* [Consigna escrita 1]
En las entradas, copia de nuevo las líneas desde la que contiene "Where can the blue shirt" hasta la que contiene "x=558, y=93", ambas incluidas, y sustituye "blue shirt" por "red shirt" sin cambiar nada más.

* [Fragmento de página]

# # # # # # #

Traganíquel 1 | El traganíquel, que en algunas regiones de América Latina se llama “vitrola”, “victrola” o inclusive “piano” o “rocola”, podría ser una suerte de altar o de tabernáculo de la religión del bolero.
Voy a señalar varias instancias del bolero, como si el repertorio estuviera en diferentes traganíqules.
No hay necesidad de echar monedas en la ranura del recuerdo para que nos asalten varias instancias pasadas y presentes en torno de esa música bailable, cantable, sufrible, gozable, amable y detestable a un mismo tiempo que es el bolero.
En el mapa del bolero hay vitrolas en las que suena solamente, casi de manera privativa, el bolero mexicano, el de tríos como Los Panchos, llenos de sacarina y nostalgia.
Hay otras vitrolas que no olvidan el aporte colombiano al bolero en las que se oye alguna pieza clásica del recientemente fallecido José Barros o ese bolero de Lucho Bermúdez que se hizo delicias en la voz de Matilde Díaz, “Te busco”. En algunas habita, como si se tratara de una inmensa ballena, lo que para mi gusto musical es lo mejor del bolero, de ese género que muy pronto se distanció y que muy pronto volvió a tener contactos con España. Hablo de la cadencia venida de esa gran matriz musical que es la música de Cuba. Una música que, no obstante haber cercenado su lado indígena a través de sus olvidados areítos, lejos de las sonajas y fotutos de esa prehistoria musical, se mestizó en momentos tan ricos como el danzón, el son, el chá y el bolero.
Todavía, cuando voy a La Habana y entro al Monseñor, donde tocaba el inmortal “Bola de Nieve”, pueden sentirse los pasos rastrillados de antiguos bailarines ya muertos y la voz pedregosa de don Ignacio Villa. Algunas de sus composiciones suenan en la memoria recodándonos las vecindades de poema y bolero.
Traganíquel 2 | Cuentan que cuando Bola de Nieve pedaleaba su piano en épocas del cine mudo, cuando se hizo el mejor cine, antes de pasar de ser mudo a ser ciego, Ignacio Villa alias “Bola de Nieve”, recorría desde su piano la geografía del sueño. Decía que su voz de lija era una voz de botellero, de esos hombres que en las viejas calles cambiaban a los niños pirulís por botellas.

# # # # # # #

* [Consigna escrita 2]
En el fragmento sobre el bolero, ¿cómo se explica que Bola de Nieve llamara a su voz de lija "una voz de botellero"? Responde en una a tres oraciones.

Entradas del conjunto de datos:

# # # # # # #

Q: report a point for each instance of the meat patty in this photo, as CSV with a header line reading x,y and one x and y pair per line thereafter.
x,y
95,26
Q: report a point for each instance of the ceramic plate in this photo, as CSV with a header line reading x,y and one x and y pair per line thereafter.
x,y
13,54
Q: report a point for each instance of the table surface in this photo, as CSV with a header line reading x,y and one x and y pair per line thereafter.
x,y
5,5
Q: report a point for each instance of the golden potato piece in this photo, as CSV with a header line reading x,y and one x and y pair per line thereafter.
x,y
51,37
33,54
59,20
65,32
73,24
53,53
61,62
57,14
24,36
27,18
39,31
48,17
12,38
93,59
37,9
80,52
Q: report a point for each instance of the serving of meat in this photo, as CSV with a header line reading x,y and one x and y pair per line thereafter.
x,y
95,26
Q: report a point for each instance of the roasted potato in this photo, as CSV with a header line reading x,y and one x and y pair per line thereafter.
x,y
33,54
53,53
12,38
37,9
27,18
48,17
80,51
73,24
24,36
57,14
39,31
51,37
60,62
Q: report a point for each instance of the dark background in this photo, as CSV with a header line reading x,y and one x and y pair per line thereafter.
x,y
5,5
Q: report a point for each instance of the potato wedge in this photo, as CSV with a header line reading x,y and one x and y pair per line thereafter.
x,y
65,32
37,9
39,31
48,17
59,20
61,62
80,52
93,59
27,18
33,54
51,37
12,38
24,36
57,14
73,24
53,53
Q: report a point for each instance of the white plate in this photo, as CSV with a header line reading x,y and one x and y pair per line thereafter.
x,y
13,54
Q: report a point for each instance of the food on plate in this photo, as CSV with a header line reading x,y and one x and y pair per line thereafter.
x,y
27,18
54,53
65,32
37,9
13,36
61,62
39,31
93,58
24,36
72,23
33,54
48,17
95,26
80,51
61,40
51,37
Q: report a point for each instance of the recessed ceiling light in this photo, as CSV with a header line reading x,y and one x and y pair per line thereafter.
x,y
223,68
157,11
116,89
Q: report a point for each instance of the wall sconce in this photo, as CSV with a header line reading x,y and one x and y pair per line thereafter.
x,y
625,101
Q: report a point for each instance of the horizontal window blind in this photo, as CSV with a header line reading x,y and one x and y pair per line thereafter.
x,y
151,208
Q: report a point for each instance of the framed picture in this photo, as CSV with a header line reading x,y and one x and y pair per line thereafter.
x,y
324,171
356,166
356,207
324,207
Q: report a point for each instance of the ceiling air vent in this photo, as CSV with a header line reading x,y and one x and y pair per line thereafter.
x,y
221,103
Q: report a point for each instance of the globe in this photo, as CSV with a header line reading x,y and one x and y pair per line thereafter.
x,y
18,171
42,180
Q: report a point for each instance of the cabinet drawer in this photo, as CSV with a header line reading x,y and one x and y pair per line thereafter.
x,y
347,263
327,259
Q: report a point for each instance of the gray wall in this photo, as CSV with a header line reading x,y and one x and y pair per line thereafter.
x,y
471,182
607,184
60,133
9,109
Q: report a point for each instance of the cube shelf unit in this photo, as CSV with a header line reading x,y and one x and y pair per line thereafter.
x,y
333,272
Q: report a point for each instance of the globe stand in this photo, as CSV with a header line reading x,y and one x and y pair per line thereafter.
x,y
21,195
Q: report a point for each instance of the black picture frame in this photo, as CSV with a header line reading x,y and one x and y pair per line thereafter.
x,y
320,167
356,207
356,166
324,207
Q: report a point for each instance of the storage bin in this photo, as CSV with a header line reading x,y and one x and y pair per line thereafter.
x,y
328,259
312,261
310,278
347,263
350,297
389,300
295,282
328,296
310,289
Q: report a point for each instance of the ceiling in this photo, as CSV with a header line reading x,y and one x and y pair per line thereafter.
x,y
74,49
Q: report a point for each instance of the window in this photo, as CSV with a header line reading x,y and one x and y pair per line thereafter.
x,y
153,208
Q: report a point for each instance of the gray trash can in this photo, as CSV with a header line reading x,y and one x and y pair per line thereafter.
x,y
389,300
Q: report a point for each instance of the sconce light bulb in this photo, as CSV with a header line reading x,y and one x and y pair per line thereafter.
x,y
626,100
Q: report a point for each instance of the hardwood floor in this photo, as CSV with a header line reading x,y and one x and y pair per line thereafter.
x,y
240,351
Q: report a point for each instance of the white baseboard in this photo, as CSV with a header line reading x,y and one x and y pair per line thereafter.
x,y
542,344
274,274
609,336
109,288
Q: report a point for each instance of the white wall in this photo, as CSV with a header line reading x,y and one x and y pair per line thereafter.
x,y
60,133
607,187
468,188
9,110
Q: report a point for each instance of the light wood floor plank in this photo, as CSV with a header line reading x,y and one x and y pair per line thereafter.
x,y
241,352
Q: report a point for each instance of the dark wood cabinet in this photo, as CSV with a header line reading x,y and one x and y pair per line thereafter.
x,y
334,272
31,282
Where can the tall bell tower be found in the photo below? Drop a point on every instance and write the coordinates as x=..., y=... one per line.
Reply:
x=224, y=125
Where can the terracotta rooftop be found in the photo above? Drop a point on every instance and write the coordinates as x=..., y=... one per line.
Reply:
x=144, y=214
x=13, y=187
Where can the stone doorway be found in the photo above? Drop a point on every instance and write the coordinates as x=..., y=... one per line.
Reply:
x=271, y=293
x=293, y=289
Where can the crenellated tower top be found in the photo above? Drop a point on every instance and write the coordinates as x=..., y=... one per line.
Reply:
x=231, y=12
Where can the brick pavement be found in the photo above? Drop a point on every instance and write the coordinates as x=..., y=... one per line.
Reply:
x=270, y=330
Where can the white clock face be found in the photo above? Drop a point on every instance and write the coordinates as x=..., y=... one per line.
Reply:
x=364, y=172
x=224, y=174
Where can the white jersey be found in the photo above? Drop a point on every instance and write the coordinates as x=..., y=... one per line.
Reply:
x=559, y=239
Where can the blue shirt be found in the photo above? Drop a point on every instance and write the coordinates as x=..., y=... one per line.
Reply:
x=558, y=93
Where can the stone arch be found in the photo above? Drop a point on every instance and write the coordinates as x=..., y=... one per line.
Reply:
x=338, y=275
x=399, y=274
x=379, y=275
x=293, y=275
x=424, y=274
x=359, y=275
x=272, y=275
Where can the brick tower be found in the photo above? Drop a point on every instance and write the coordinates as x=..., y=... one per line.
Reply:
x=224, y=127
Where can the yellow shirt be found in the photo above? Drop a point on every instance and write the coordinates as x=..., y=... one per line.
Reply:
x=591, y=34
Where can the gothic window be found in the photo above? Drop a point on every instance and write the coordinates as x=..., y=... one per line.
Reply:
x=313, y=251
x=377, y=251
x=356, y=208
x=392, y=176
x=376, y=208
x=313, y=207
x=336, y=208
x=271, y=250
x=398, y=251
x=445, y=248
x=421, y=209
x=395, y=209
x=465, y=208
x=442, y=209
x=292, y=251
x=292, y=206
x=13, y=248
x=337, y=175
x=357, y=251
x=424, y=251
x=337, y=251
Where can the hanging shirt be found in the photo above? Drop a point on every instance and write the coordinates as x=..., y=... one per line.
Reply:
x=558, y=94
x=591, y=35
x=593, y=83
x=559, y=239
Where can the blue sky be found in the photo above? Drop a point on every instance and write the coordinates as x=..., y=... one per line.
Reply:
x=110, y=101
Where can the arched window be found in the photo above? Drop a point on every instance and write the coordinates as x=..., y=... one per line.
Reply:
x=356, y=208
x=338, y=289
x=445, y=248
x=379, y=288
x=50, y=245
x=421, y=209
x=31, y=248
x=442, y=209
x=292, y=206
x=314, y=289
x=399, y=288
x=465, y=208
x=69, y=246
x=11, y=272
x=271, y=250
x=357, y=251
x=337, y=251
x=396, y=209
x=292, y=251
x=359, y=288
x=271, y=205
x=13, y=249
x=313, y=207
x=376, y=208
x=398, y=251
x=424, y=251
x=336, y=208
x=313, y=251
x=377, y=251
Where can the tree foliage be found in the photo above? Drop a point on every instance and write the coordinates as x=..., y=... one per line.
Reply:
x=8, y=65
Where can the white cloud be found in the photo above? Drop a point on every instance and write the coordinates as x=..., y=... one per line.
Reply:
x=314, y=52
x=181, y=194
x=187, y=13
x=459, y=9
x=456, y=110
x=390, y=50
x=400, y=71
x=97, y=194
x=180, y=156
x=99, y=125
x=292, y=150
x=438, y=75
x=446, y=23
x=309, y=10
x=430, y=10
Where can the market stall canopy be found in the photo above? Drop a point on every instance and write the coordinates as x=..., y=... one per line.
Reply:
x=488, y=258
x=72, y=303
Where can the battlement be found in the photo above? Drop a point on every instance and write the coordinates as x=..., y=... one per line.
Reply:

# # # # # # #

* [Respuesta correcta 1]
Where can the red shirt be found in the photo above? Drop a point on every instance and write the coordinates as x=..., y=... one per line.
Reply:
x=558, y=93

* [Respuesta correcta 2]
Bola de Nieve comparaba su voz de lija con la de los botelleros. Eran los hombres que en las viejas calles cambiaban a los niños pirulís por botellas.